What to produce:
Please express every row below as a JSON list of strings, one string per line, with blank lines dropped and the pictures left out.

Records shown:
<<<<
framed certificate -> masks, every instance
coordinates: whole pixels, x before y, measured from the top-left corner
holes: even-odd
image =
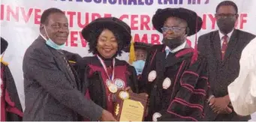
[[[143,121],[148,95],[125,91],[117,92],[114,116],[119,121]]]

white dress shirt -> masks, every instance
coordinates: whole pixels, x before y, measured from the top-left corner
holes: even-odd
[[[175,53],[175,52],[178,52],[179,50],[182,50],[182,49],[185,49],[185,44],[186,44],[186,41],[184,41],[184,43],[182,44],[181,44],[180,46],[177,46],[176,48],[175,48],[173,50],[171,50],[168,46],[166,46],[165,47],[165,51],[168,52],[168,53],[169,53],[169,52],[172,52],[172,53]],[[167,55],[168,53],[166,53],[166,55]]]
[[[227,43],[229,42],[229,40],[230,39],[230,37],[233,34],[233,29],[232,30],[232,31],[230,31],[230,33],[228,33],[227,34]],[[219,34],[219,37],[220,37],[220,40],[221,40],[221,47],[222,48],[222,44],[223,44],[223,41],[224,41],[224,39],[223,39],[223,37],[224,36],[224,34],[223,34],[220,31],[218,31],[218,34]]]
[[[240,115],[256,112],[256,38],[245,47],[238,77],[227,87],[234,111]]]

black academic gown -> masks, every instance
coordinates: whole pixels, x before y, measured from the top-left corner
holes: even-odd
[[[13,76],[7,64],[1,62],[1,121],[22,121],[23,109]]]
[[[103,58],[101,57],[101,58]],[[104,59],[107,67],[112,66],[113,59]],[[86,82],[87,97],[103,109],[108,109],[108,103],[113,100],[113,94],[106,86],[107,73],[96,56],[85,57],[77,64],[78,76],[81,82]],[[122,79],[125,82],[122,88],[131,87],[134,93],[138,93],[138,83],[135,69],[126,61],[116,58],[115,79]],[[122,89],[120,88],[119,89]]]
[[[153,46],[148,55],[140,79],[140,92],[149,94],[149,115],[146,121],[152,121],[152,115],[161,115],[158,121],[200,121],[203,118],[203,106],[209,89],[207,65],[200,54],[191,65],[194,49],[185,48],[166,58],[165,46]],[[156,71],[156,77],[149,82],[149,74]],[[163,88],[165,79],[171,85]]]

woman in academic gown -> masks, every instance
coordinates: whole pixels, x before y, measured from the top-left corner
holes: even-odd
[[[89,43],[89,52],[95,55],[77,62],[78,75],[86,85],[86,97],[113,113],[117,90],[129,87],[138,92],[135,69],[116,58],[131,43],[131,28],[115,17],[99,18],[86,26],[82,34]]]

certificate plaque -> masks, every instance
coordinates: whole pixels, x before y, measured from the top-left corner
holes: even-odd
[[[117,93],[114,116],[119,121],[143,121],[148,95],[120,91]]]

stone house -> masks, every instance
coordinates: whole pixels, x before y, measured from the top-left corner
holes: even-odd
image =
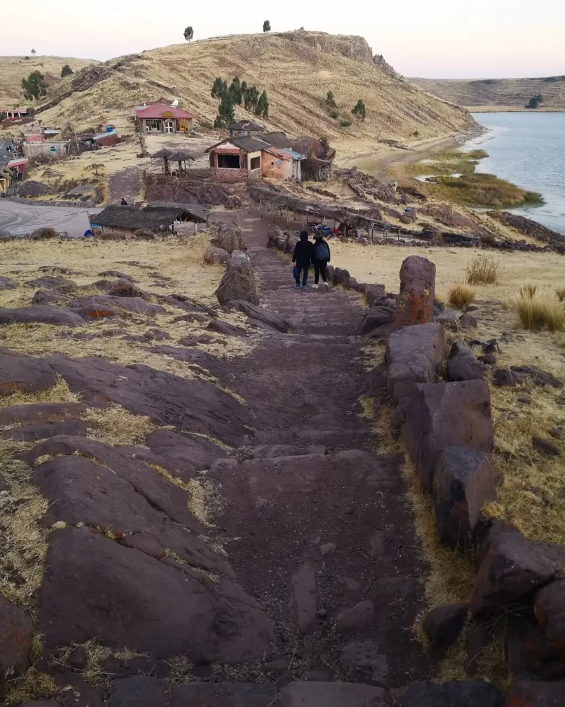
>>>>
Answer to this exercise:
[
  "framed certificate -> masks, every instance",
  "coordinates: whole pixels, x before y, measured from the top-left corner",
  "holes: even-odd",
  "image =",
  "[[[143,121],[148,95],[125,91],[117,92],[114,116],[119,121]]]",
  "white dress shirt -> masks, every instance",
  "coordinates: whole pixels, x before y, measured from the top-left corner",
  "holes: even-odd",
  "[[[175,53],[175,52],[178,52],[179,50],[182,50],[182,49],[185,49],[185,44],[186,44],[186,41],[184,41],[184,43],[182,44],[181,44],[180,46],[177,46],[176,48],[175,48],[173,50],[171,50],[168,46],[166,46],[165,47],[165,51],[168,52],[168,53],[169,53],[169,52],[172,52],[172,53]],[[167,55],[168,53],[166,53],[166,55]]]",
  "[[[227,43],[229,42],[229,40],[230,39],[230,37],[233,34],[233,29],[232,30],[232,31],[230,31],[230,33],[228,33],[227,34]],[[219,34],[219,37],[220,37],[220,40],[221,40],[221,47],[222,48],[222,44],[223,44],[223,41],[224,41],[224,39],[223,39],[223,37],[224,36],[224,34],[223,34],[220,31],[218,31],[218,34]]]",
  "[[[240,115],[256,112],[256,38],[245,47],[238,77],[227,87],[234,111]]]",
  "black academic gown -> masks, every instance",
  "coordinates: whole pixels, x before y, measured from the top-left corner",
  "holes: even-odd",
  "[[[13,76],[7,64],[1,62],[1,121],[22,121],[23,109]]]",
  "[[[103,58],[101,57],[101,58]],[[104,59],[107,67],[112,66],[113,59]],[[86,82],[87,97],[103,109],[108,109],[108,103],[113,100],[113,94],[106,86],[107,73],[96,56],[85,57],[77,64],[78,76],[81,82]],[[122,79],[125,82],[122,88],[131,87],[134,93],[138,93],[138,83],[135,69],[126,61],[116,58],[115,79]],[[122,89],[120,88],[119,89]]]",
  "[[[153,46],[148,55],[140,79],[140,92],[149,94],[149,115],[146,121],[152,121],[152,115],[161,115],[158,121],[200,121],[203,118],[203,106],[209,89],[207,65],[200,54],[191,65],[194,49],[185,48],[166,58],[165,46]],[[156,71],[156,77],[149,82],[149,74]],[[163,88],[165,79],[171,85]]]",
  "woman in academic gown -> masks, every instance",
  "coordinates: whole pixels, x before y, measured from the top-left corner",
  "holes: even-odd",
  "[[[89,43],[89,52],[95,55],[77,62],[78,75],[86,85],[86,97],[113,113],[117,90],[129,87],[138,92],[135,69],[116,58],[131,43],[131,28],[115,17],[99,18],[86,26],[82,34]]]",
  "certificate plaque -> masks, every instance",
  "coordinates: whole pixels, x before y, measured from the top-left corner",
  "holes: even-odd",
  "[[[117,93],[114,116],[119,121],[143,121],[148,95],[120,91]]]",
  "stone house -> masks, every instance",
  "coordinates: whole pixels, x before y, measured from the top-left corner",
  "holes: even-odd",
  "image ="
]